Indonesia
- Bernd
- Sep 16, 2024
- 8 min read
This trip is part of a longer tour: It starts in Vienna/Austria, takes me to Kuala Lumpur/Malaysia, to Miri/Malaysia, then on to Jakarta/Indonesia, Karawang/Indonesia, Manila/Philippines, Tagbilaran/Philippines. Via Kuala Lumpur I go to Abu Dhabi for a few days and finally back to Germany.

Indonesia was formerly known as the Dutch East Indies. First the Portuguese came in 1511, then the Dutch in 1602. Indonesia became independent in 1945, but was not recognized until 1949.
With 274 million inhabitants and 17,500 islands, Indonesia is the largest island nation in the world.

Visa

Requirement: Passport that must be valid for at least 6 months.
Germans receive a "Visa on Arrival" upon entry. The tourist visa is valid for 30 days and can be extended once (as of 2024, no guarantee).
An e-visa can be applied for in advance:
Taxi

The same applies here as in Malaysia. Beware of VIP taxis, which are significantly more expensive and not necessarily more comfortable. Drivers charge up to 650,000 IDR (Indonesian Rupiah) to the city center.
Regular taxis charge between 150,000 and 300,000 IDR, depending on traffic.
The Bluebird taxis have a taximeter and are highly recommended.
Jakarta, the capital city that is sinking

Jakarta, with its 11 million inhabitants, is located on the northwest coast of Java. The city is doomed. Several parts of the city are already below sea level. The north is sinking by another 25 cm every year.
In 2019, the government announced that it would abandon Jakarta as the capital and build a new one on Borneo called Nusantara.

_WHAT YOU WILL DO_
1. Reproduce the part of the Indonesia travel text that begins at the words "With 274 million" and stops after "2024, no guarantee).".
2. Please state how much the north of Jakarta sinks each year, according to the Indonesia travel text.

Data listing:
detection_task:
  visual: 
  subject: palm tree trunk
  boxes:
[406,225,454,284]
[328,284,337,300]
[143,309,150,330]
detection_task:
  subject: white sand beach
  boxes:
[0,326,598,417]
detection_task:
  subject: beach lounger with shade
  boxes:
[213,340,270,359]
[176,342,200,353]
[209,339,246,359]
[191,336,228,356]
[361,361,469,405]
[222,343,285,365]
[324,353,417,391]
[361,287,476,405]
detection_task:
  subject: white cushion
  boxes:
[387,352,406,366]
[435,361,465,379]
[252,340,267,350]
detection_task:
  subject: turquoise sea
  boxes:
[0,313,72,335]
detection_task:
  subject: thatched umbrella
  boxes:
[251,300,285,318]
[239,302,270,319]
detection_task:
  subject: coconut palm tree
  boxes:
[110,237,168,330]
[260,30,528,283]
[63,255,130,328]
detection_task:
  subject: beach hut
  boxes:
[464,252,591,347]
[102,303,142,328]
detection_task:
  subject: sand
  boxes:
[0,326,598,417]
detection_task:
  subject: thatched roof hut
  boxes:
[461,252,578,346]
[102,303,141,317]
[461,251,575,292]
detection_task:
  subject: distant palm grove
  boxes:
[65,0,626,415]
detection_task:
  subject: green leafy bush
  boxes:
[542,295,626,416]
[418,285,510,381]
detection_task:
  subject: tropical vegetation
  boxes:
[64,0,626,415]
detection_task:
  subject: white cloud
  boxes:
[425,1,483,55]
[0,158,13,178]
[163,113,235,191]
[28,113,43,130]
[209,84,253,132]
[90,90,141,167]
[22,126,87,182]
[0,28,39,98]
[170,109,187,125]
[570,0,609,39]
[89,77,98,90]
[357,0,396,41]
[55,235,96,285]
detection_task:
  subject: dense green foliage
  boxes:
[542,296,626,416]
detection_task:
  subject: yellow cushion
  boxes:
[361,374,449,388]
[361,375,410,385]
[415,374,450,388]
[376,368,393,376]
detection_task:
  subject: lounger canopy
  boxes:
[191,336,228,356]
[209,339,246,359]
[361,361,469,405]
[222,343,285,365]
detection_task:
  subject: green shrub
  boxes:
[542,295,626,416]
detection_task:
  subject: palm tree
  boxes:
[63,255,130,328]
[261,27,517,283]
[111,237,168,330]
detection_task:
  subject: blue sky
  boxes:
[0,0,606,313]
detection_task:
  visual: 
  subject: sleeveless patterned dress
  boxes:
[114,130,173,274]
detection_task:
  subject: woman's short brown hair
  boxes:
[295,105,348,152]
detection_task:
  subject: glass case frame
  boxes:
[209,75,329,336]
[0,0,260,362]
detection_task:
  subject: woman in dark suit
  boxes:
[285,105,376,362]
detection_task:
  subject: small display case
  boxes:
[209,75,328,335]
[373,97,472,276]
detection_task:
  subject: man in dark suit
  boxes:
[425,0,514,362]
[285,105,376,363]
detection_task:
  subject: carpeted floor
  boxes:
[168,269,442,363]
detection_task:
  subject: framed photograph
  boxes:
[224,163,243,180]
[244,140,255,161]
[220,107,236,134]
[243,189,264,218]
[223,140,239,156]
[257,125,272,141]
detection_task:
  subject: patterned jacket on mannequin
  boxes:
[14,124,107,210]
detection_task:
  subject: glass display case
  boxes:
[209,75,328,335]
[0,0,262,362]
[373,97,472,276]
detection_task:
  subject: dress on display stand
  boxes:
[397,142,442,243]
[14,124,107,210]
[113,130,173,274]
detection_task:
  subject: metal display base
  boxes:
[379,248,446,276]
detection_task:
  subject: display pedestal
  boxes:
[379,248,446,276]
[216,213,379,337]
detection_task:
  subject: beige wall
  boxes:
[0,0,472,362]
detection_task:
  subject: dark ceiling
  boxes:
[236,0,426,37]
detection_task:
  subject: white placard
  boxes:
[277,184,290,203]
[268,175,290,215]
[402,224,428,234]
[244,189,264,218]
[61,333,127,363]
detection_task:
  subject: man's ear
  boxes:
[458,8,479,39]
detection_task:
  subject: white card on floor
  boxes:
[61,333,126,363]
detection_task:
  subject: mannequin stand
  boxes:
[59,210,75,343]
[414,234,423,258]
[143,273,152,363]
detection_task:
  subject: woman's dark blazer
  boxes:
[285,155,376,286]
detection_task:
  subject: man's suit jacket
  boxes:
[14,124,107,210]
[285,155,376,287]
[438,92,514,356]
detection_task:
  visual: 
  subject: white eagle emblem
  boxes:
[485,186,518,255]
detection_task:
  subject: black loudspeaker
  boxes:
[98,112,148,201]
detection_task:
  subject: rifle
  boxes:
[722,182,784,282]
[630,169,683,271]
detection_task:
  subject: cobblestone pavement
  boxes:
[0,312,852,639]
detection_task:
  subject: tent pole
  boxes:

_EXPECTED ANSWERS_
1.
With 274 million inhabitants and 17,500 islands, Indonesia is the largest island nation in the world.

Visa

Requirement: Passport that must be valid for at least 6 months.
Germans receive a "Visa on Arrival" upon entry. The tourist visa is valid for 30 days and can be extended once (as of 2024, no guarantee).

2. Another 25 cm every year.